Text:
******************************
NIDA sponsored Junior Investigator Travel Awards to CPDD: 2005 College on Problems of Drug Dependence Women & Gender Junior Investigator Travel Awards . There is accumulating evidence that the antecedents, consequences, and mechanisms of drug abuse and dependence are not identical in males and females and that gender may be an important variable in treatment and prevention outcomes. To foster research on women and gender differences by junior investigators in all areas of drug abuse research (both human and animal), the National Institute on Drug Abuse (NIDA) announces the availability of special NIDA travel awards for junior investigators whose abstract on women or gender differences is accepted for either a poster or oral session at the 2005 annual meeting of the College on Problems of Drug Dependence in Orlando, Florida, June 18-23. For more information about CPDD and its annual meeting (including abstract forms), please visit the CPDD web site at http://www.cpdd.org. Eligibility: Graduate and medical students, post-doctoral students, medical residents, and investigators who are no more than five years past the doctoral degree or residency are eligible. Applicant must be first author on the CPDD abstract. Minority investigators and male investigators are especially encouraged to apply. Federal employees are ineligible. Priority may be given to those who have not received this award in the past. Application Procedures: Follow the CPDD instructions for abstract submission. Then mail a copy of the full abstract form that you submitted to CPDD to: Dr. Cora Lee Wetherington, National Institute on Drug Abuse, 6001 Executive Boulevard, Room 4282, MSC 9555, Bethesda, MD 20892-9555 (For overnight mail: Room 4257, Rockville, MD 20852). Include your curriculum vitae and a cover letter indicating your eligibility and your interest in pursuing research on women and/or gender differences. Please do not fold your application materials. Applications for this award must be postmarked by January 18, 2005. For additional information about this annual award, contact: Dr. Cora Lee Wetherington at 301-435-1319 or at wetherington@nih.gov.
******************************
Prompt:
According to the travel award announcement, by what date must applications be postmarked?

Data records:
******************************
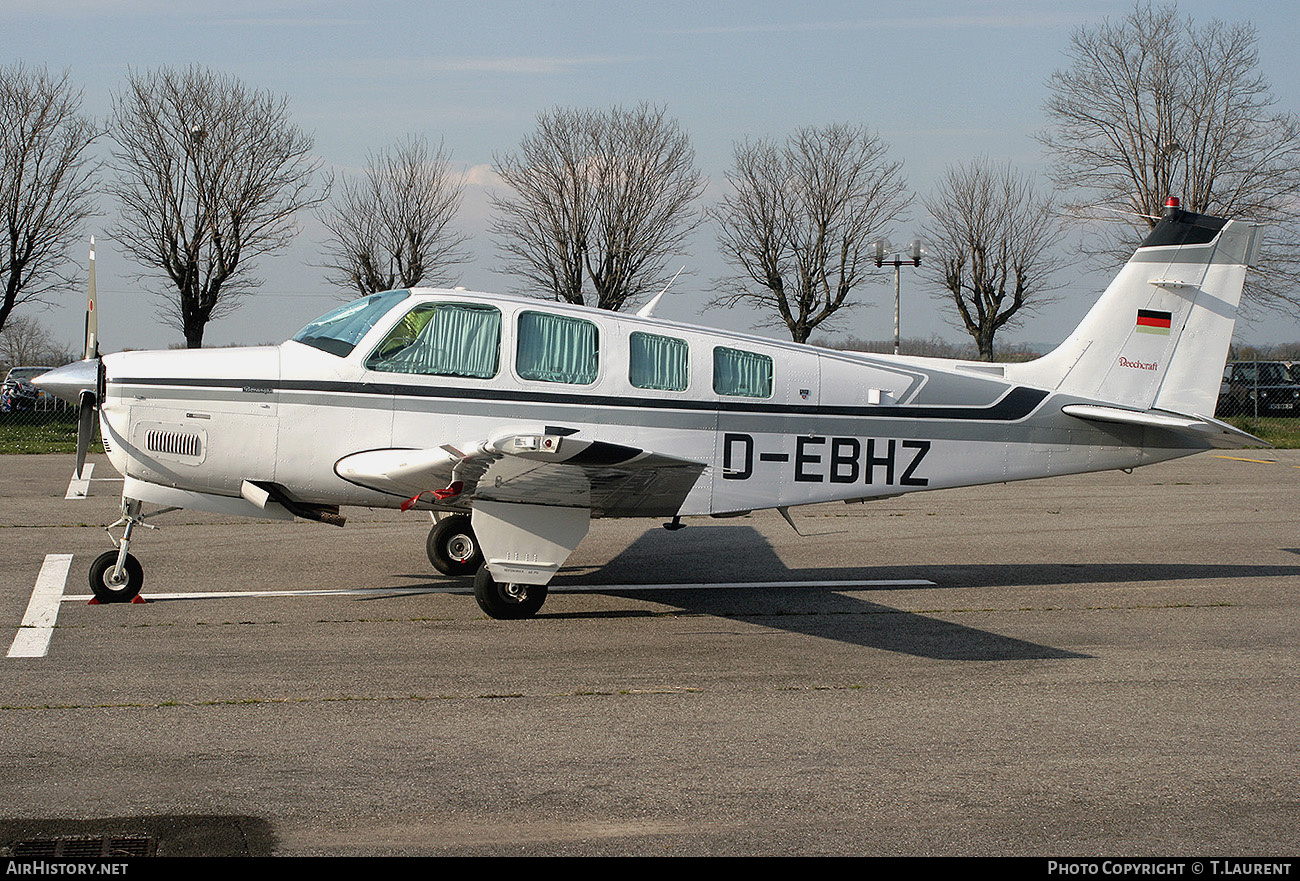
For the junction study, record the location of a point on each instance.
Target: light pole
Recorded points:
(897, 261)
******************************
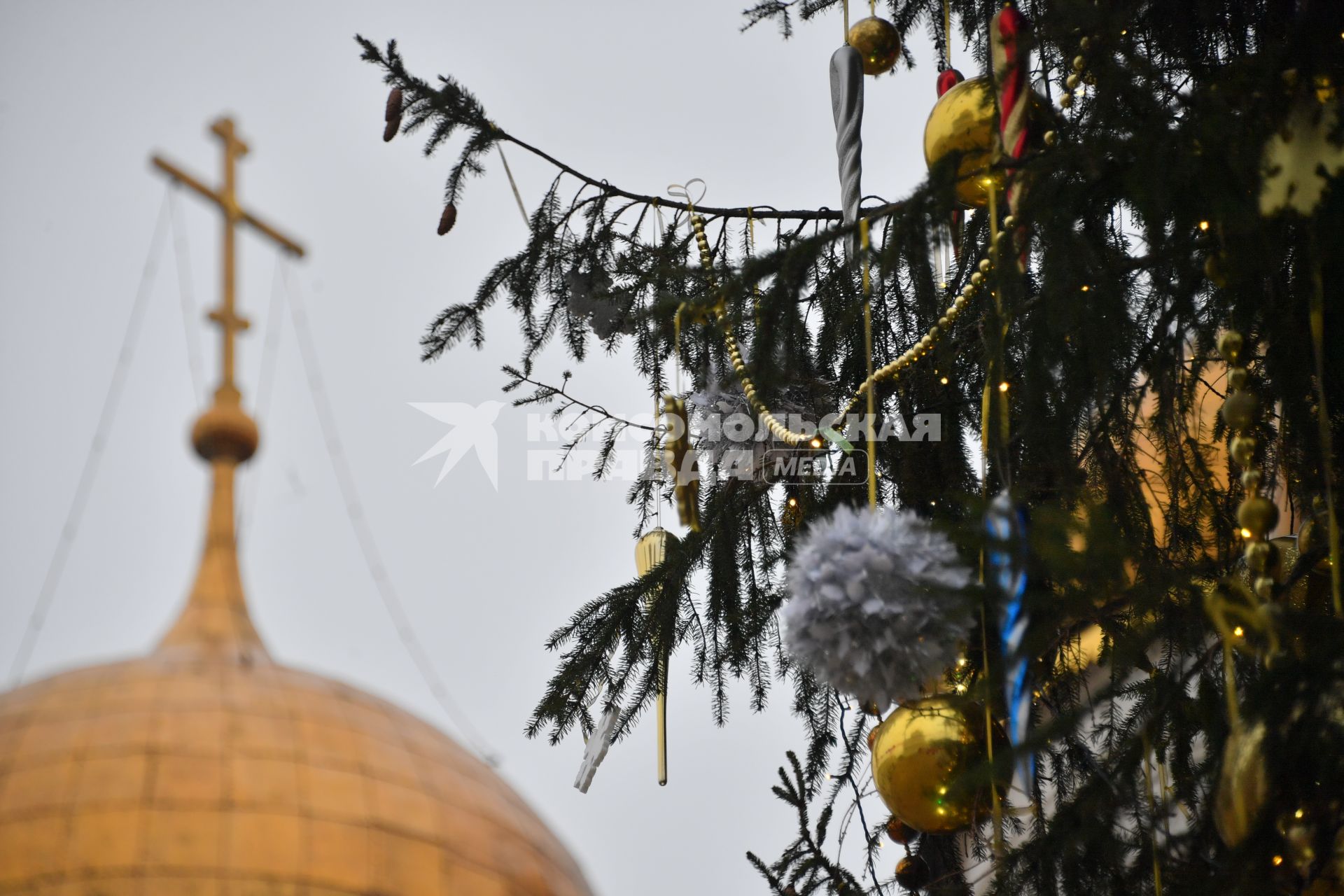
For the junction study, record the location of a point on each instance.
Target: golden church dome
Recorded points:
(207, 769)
******************************
Solution for this task:
January 18, 2005